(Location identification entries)
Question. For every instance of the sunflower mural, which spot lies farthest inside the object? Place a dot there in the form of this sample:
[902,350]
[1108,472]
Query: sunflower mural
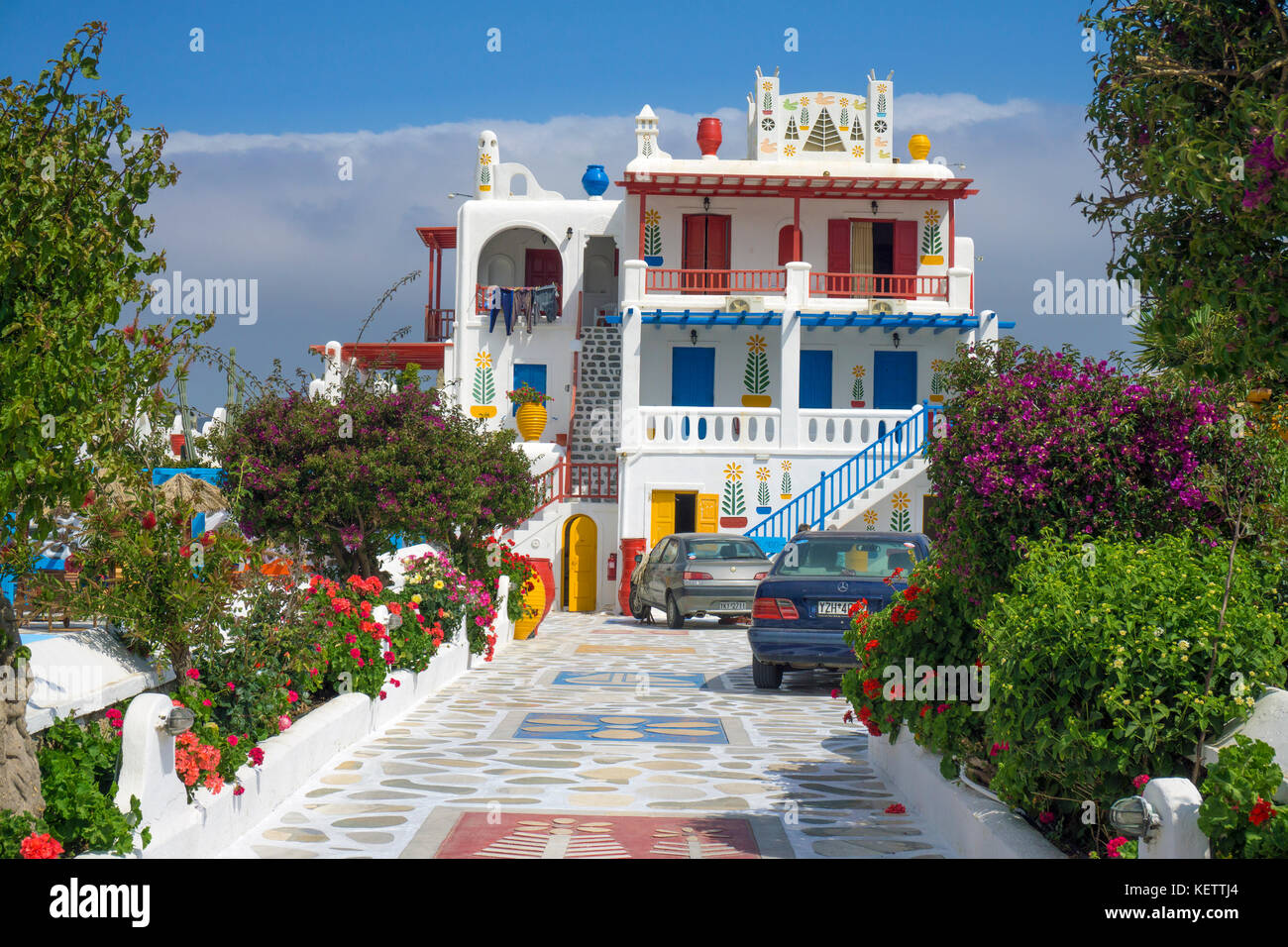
[857,388]
[733,508]
[931,244]
[484,386]
[653,239]
[763,474]
[900,518]
[755,379]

- AIM
Reproduce the entries above word for word, omitting the pictures.

- WRITTEN RESPONSE
Question. For every instance of the sunflower mural, which spot lies farthest inside the object? Place a dot there in the form of this sample:
[902,350]
[1108,472]
Query: sunflower mural
[857,388]
[733,508]
[931,244]
[484,386]
[653,239]
[763,474]
[900,518]
[755,379]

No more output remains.